*What is needed*: Transcribe word for word the section of the DNA twist elasticity summary that begins at the words "DNA Twist Elasticity: Mechanics" and stops after the words "of polymer mechanics.".

*Given passage*:
* * * * * * * * *

DNA Twist Elasticity: Mechanics and Thermal Fluctuations

TL;DR

This paper develops a theoretical framework combining mechanics and thermal fluctuations to analyze the twist elasticity of semiflexible polymers like DNA, providing new analytical tools and insights into their elastic behavior.

Contribution

It introduces a detailed mechanical and thermal fluctuation analysis of DNA twist elasticity using the Gelfand-Yaglom method, advancing the theoretical understanding of polymer mechanics.

Findings

Explicit expressions for energy and writhe of minimum energy configurations

Analytical formulas for free energy of stretched twisted polymers

Predictions for molecular elasticity compared with simulations and experiments

Abstract

The elastic properties of semiflexible polymers are of great importance in biology. There are experiments on biopolymers like double stranded DNA, which twist and stretch single molecules to probe their elastic properties. It is known that thermal fluctuations play an important role in determining molecular elastic properties, but a full theoretical treatment of the problem of twist elasticity of fluctuating ribbons using the simplest worm like chain model (WLC) remains elusive. In this paper, we approach this problem by taking first a mechanical approach and then incorporating thermal effects in a quadratic approximation applying the Gelfand-Yaglom (GY) method for computing fluctuation determinants. Our study interpolates between mechanics and statistical mechanics in a controlled way and shows how profoundly thermal fluctuations affect the elasticity of semiflexible polymers. The new results contained here are: 1) a detailed study of the minimum energy configurations with explicit expressions for their energy and writhe and plots of the extension versus Link for these configurations. 2) a study of fluctuations around the local minima of energy and approximate analytical formulae for the free energy of stretched twisted polymers derived by the Gelfand Yaglom method. We use insights derived from our mechanical approach to suggest calculational schemes that lead to an improved treatment of thermal fluctuations. From the derived formulae, predictions of the WLC model for molecular elasticity can be worked out for comparison against numerical simulations and experiments.

* * * * * * * * *

*Records*:
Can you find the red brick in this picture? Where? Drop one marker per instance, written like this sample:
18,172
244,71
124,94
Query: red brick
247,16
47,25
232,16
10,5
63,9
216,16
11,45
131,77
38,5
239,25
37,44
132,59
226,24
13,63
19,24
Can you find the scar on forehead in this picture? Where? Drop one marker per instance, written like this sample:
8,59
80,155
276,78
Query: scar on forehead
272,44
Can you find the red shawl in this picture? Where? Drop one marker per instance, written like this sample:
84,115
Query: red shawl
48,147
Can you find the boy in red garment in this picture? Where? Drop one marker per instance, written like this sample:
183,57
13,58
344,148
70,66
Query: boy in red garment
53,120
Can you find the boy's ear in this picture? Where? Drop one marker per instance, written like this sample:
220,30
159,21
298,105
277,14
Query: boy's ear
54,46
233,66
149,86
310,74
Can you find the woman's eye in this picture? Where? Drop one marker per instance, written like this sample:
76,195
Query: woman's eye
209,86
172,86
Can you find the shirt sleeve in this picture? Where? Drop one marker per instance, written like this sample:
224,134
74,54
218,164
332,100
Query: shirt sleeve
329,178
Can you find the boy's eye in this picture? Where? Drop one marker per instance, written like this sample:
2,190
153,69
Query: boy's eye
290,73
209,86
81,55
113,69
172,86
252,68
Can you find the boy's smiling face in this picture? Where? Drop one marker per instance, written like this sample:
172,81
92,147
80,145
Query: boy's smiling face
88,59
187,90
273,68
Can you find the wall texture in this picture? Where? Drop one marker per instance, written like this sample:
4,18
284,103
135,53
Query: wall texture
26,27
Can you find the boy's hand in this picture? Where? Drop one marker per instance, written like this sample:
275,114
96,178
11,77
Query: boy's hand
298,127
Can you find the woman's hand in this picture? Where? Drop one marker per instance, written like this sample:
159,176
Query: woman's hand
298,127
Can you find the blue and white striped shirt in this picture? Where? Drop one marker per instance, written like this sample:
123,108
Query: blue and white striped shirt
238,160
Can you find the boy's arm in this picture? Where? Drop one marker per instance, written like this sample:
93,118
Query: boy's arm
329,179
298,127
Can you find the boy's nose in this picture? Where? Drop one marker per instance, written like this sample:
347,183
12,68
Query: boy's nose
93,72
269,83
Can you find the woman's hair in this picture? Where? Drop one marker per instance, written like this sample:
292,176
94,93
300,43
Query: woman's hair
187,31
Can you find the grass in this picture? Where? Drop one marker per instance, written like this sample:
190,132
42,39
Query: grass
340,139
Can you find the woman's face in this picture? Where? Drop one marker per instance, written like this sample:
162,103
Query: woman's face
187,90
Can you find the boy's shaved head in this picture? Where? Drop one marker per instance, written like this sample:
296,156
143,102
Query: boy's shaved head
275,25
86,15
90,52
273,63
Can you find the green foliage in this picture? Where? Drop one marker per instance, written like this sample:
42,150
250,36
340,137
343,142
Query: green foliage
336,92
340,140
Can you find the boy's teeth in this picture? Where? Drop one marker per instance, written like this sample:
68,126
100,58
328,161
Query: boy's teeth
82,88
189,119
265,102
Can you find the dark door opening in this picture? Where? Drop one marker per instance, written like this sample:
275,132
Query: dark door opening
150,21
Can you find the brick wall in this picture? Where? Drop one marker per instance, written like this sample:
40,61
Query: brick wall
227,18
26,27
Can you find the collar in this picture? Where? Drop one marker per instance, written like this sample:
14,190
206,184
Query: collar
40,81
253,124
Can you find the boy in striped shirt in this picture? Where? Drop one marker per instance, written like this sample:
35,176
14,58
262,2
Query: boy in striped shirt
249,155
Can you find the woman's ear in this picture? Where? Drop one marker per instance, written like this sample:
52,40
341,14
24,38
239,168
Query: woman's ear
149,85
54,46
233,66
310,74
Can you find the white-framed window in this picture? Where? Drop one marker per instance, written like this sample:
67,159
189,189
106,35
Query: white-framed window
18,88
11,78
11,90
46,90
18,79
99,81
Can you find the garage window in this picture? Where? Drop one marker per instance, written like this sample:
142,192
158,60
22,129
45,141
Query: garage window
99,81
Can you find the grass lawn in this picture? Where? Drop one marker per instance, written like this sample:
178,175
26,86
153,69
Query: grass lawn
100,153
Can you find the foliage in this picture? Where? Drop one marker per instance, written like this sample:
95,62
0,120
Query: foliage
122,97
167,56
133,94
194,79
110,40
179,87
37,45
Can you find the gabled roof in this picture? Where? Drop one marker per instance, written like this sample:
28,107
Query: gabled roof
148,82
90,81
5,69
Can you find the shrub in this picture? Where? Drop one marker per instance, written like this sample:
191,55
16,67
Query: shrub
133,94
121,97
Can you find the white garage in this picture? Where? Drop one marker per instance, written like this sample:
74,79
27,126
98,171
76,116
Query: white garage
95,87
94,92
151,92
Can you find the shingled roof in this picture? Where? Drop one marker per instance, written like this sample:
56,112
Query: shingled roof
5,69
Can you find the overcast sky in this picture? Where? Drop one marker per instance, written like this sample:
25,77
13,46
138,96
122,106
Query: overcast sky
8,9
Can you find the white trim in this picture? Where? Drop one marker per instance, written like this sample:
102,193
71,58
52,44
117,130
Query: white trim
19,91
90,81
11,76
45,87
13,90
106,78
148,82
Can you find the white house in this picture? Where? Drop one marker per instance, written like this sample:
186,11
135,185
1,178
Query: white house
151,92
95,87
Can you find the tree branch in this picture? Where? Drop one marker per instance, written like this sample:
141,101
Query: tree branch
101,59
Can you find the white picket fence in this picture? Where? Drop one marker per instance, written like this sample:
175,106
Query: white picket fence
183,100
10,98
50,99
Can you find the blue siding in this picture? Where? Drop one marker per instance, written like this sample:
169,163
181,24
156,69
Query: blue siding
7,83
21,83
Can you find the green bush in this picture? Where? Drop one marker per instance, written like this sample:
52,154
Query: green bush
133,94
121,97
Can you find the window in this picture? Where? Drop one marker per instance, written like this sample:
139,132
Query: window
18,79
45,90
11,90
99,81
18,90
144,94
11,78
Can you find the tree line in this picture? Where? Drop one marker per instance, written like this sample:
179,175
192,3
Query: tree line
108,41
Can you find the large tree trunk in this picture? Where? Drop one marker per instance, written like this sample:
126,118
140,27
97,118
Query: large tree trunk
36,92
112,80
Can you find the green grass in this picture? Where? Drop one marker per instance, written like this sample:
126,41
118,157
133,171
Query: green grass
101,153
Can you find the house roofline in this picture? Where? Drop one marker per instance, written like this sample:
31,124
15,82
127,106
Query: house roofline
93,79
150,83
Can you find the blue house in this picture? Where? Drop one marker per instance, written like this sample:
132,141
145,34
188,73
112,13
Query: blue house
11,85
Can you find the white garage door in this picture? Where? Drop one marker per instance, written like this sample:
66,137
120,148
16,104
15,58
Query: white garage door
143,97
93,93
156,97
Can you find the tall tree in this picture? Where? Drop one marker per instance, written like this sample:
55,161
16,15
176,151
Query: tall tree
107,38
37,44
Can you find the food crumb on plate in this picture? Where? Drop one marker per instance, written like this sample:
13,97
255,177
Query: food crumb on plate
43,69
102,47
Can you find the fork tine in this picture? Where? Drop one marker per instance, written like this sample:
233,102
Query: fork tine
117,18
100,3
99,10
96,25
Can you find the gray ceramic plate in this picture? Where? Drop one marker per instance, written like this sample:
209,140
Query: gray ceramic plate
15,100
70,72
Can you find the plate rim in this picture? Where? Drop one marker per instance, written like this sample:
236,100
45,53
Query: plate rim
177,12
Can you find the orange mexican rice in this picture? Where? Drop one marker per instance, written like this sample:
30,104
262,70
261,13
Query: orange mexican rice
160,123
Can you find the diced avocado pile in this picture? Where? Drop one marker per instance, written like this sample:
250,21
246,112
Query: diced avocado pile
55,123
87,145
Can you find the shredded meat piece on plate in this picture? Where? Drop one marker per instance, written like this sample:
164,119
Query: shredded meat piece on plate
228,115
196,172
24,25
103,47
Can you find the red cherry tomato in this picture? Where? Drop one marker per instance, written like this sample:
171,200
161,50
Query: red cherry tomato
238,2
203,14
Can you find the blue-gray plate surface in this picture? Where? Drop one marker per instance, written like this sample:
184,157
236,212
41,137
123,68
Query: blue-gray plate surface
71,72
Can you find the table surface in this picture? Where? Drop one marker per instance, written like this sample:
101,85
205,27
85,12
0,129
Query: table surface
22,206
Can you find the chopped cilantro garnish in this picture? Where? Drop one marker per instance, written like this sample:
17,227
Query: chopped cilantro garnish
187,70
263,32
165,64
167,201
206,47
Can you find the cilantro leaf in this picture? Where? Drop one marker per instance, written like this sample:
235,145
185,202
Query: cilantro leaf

* * * * * * * * *

*Your response*:
DNA Twist Elasticity: Mechanics and Thermal Fluctuations

TL;DR

This paper develops a theoretical framework combining mechanics and thermal fluctuations to analyze the twist elasticity of semiflexible polymers like DNA, providing new analytical tools and insights into their elastic behavior.

Contribution

It introduces a detailed mechanical and thermal fluctuation analysis of DNA twist elasticity using the Gelfand-Yaglom method, advancing the theoretical understanding of polymer mechanics.